Work to do » Copy out all the records, word for word.

Raw records »
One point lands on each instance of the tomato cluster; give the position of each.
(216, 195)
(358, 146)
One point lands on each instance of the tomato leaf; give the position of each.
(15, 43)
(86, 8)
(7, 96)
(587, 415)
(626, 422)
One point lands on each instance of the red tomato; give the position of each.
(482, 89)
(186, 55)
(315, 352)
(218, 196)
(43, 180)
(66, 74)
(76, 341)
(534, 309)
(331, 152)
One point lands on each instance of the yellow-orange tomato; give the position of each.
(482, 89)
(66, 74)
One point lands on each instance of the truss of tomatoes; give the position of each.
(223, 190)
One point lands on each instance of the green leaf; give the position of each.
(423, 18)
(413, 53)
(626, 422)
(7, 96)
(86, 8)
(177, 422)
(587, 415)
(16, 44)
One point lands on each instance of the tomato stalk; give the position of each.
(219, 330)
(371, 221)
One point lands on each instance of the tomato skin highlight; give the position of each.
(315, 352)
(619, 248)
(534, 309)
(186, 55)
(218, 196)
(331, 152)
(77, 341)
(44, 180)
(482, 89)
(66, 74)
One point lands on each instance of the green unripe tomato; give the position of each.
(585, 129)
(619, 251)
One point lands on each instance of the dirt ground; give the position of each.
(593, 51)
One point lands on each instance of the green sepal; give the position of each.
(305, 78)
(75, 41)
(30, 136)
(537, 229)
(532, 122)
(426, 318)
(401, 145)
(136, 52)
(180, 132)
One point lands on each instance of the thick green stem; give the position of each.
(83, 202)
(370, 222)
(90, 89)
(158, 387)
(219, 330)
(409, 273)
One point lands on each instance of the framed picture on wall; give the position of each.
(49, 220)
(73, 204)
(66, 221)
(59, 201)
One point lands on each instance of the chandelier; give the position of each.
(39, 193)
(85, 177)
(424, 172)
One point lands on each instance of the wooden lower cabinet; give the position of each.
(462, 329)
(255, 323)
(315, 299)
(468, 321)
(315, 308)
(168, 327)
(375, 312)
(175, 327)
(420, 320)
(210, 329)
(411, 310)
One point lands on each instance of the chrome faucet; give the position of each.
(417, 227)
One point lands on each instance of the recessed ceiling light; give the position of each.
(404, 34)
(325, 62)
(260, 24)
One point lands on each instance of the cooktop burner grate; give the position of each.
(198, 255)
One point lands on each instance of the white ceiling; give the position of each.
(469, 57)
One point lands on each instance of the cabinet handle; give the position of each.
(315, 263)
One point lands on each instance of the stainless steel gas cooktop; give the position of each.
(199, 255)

Task answer »
One point lands on each instance of the tomato cluster; give the position of each.
(216, 195)
(358, 146)
One point lands on each instance of the tomato leaf; give the position of each.
(15, 43)
(86, 8)
(7, 96)
(587, 415)
(626, 422)
One point lands on each instance of the red tomato; give the position of each.
(482, 89)
(186, 55)
(315, 352)
(218, 196)
(43, 180)
(66, 74)
(76, 341)
(534, 309)
(331, 152)
One point lands on each instance of the yellow-orange tomato; give the position of each.
(482, 89)
(66, 74)
One point lands on each instance of the truss of tomatoes; give the position of each.
(223, 190)
One point lands on each instance of the green leaf; give the position of each.
(423, 18)
(413, 53)
(626, 422)
(7, 96)
(86, 8)
(177, 422)
(587, 415)
(16, 44)
One point lands on each instance of the tomato stalk; give the position of each.
(219, 330)
(371, 221)
One point lands on each instance of the tomato skin highlight; give the position of each.
(315, 352)
(619, 248)
(534, 309)
(186, 55)
(218, 196)
(331, 152)
(77, 341)
(44, 180)
(482, 89)
(66, 74)
One point lands on each instance of the green unripe tomato; give the position of each.
(585, 129)
(619, 251)
One point lands on each instance of the dirt ground; give the position of each.
(593, 51)
One point lands on each instance of the green sepal; give the position of each.
(305, 78)
(75, 41)
(30, 136)
(537, 229)
(532, 122)
(426, 318)
(401, 145)
(136, 52)
(180, 132)
One point lands on each instance of the thick green stem; give the position of each.
(83, 202)
(370, 222)
(90, 89)
(158, 387)
(219, 330)
(409, 273)
One point lands on each instance of the framed picture on wall; give the position of each.
(49, 220)
(73, 204)
(66, 221)
(59, 201)
One point lands on each instance of the chandelier; give the position of each.
(39, 193)
(85, 177)
(424, 172)
One point lands on each instance of the wooden lower cabinet; give the position of each.
(462, 329)
(255, 323)
(315, 299)
(468, 321)
(315, 308)
(168, 327)
(375, 312)
(175, 327)
(420, 320)
(210, 329)
(411, 310)
One point lands on each instance of the chrome faucet; give the position of each.
(417, 227)
One point lands on each instance of the recessed ceiling light; give the position of each.
(404, 34)
(325, 62)
(260, 24)
One point lands on each instance of the cooktop burner grate; give the position of each.
(198, 255)
One point lands on each instance of the white ceiling; give the position of each.
(469, 57)
One point lands on each instance of the cabinet handle; give the position of each.
(315, 263)
One point lands on each instance of the stainless steel gas cooktop; give the position of each.
(199, 255)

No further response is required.